# [Given request]
Extract the lines of the data below, character for character, starting with the line that contains "the black sleeve" and running through the last line of the data, inclusive.

#### Excerpted data ####

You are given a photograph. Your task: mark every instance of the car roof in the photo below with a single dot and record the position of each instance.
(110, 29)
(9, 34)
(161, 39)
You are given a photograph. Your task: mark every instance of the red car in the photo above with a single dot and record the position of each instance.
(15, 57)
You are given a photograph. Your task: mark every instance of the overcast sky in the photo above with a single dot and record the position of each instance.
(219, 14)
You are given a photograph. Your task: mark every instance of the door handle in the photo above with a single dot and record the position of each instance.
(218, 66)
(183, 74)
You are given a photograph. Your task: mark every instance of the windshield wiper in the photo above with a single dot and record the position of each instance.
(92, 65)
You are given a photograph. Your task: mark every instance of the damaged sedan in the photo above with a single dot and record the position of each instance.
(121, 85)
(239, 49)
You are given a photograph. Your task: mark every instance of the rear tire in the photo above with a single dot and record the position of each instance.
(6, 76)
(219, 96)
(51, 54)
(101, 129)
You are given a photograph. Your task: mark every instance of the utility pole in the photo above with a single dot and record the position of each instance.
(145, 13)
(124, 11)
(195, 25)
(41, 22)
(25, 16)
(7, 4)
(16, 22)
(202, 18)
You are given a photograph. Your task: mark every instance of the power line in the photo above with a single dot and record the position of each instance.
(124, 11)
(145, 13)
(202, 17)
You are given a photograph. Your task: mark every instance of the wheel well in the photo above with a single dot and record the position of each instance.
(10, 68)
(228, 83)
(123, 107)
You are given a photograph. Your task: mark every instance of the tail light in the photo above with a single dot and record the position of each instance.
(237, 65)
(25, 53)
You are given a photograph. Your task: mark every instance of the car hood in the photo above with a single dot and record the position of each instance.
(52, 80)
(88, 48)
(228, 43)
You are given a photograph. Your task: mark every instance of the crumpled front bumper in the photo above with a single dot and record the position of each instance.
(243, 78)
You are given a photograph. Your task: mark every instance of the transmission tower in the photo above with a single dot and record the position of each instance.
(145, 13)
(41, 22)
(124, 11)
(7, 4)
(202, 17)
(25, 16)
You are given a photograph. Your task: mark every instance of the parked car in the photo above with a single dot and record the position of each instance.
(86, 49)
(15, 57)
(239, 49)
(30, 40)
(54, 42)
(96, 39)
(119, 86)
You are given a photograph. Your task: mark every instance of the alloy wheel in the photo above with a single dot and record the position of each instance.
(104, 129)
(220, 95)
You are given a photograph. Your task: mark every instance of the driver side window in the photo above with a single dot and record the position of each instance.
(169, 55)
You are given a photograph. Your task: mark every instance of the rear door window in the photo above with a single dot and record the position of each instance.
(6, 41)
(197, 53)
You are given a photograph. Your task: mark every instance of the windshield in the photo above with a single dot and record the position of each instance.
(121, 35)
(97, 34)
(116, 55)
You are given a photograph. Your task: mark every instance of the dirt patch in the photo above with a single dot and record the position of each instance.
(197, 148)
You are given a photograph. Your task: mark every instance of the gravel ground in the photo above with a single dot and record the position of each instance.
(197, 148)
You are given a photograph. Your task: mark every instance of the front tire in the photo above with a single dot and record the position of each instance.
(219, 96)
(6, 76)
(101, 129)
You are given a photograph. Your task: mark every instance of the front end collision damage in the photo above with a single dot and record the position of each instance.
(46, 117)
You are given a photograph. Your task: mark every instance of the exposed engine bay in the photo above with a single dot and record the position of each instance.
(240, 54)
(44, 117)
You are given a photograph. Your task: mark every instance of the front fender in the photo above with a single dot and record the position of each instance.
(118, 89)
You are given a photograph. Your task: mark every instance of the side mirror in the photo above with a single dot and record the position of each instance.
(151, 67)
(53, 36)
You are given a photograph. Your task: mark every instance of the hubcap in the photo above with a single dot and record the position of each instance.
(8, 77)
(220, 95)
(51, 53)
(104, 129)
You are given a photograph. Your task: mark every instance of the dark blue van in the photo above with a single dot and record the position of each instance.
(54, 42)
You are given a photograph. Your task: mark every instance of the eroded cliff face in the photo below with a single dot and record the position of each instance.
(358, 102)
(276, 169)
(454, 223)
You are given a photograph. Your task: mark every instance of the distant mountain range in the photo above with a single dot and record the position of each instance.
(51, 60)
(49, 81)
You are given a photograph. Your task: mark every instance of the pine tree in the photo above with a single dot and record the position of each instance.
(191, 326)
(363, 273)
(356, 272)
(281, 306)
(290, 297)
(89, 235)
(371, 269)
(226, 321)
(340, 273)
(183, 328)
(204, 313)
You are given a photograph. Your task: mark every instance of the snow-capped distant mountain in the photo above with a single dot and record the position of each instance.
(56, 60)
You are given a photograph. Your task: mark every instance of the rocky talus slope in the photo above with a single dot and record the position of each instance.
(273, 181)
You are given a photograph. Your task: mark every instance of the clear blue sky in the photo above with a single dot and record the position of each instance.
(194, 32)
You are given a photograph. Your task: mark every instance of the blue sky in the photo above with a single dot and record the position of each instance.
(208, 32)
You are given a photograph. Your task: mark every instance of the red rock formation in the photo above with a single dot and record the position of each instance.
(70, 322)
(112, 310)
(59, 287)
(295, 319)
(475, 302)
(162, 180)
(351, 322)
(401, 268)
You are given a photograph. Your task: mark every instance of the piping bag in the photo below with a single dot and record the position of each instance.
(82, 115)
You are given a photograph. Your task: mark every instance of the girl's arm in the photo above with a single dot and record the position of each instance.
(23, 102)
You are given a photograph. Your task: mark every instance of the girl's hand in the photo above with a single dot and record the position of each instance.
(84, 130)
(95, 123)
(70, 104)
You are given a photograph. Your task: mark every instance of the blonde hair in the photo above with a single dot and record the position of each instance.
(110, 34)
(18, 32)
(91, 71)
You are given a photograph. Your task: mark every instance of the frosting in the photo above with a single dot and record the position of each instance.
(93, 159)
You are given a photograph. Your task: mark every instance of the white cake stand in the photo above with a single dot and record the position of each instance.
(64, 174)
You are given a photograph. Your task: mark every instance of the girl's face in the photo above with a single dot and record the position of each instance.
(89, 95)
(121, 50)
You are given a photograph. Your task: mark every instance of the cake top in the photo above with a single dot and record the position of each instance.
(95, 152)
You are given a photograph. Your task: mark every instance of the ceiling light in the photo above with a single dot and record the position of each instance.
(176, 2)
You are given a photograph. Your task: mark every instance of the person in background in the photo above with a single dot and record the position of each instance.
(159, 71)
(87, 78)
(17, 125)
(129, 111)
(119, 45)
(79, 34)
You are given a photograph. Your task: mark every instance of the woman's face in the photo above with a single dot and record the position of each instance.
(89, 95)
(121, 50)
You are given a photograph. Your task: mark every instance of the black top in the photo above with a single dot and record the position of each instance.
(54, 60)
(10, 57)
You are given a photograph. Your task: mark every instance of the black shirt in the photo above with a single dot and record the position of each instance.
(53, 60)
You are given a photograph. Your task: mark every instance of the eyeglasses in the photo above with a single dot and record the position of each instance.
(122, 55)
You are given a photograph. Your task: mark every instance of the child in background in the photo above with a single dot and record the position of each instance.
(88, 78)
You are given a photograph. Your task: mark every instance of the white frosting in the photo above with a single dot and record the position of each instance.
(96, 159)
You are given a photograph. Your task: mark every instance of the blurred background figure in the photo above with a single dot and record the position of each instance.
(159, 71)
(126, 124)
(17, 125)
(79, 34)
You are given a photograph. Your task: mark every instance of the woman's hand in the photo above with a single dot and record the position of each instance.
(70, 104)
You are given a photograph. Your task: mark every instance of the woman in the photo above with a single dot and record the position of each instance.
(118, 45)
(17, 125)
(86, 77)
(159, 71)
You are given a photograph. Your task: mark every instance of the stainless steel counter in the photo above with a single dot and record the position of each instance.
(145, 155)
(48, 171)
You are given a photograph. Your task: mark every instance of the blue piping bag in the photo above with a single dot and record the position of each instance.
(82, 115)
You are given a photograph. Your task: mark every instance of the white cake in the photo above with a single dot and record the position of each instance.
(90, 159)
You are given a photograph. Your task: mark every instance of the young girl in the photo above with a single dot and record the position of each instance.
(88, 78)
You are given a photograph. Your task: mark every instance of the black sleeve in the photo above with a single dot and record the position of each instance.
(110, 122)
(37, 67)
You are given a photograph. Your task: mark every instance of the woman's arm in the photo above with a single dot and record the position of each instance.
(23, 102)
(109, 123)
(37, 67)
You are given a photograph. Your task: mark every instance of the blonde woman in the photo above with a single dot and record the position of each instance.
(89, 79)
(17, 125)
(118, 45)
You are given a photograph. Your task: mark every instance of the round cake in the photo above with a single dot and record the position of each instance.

####

# [Problem solution]
You are given a photograph. Your task: mark every instance of the black sleeve in the photo above with a single dot and record the position of each instance.
(110, 122)
(37, 67)
You are given a photograph. Your task: mark every instance of the woman's arm in the photo above with a single dot and record the position of each instance.
(23, 102)
(109, 123)
(37, 67)
You are given a photograph. Your task: mark every instance of the blonde woman in the photo above with a single dot and record the position of each instance.
(89, 79)
(17, 125)
(118, 45)
You are given a photograph. Your task: mark every instance of the round cake in the photo above with a single dot and record the position of each instance.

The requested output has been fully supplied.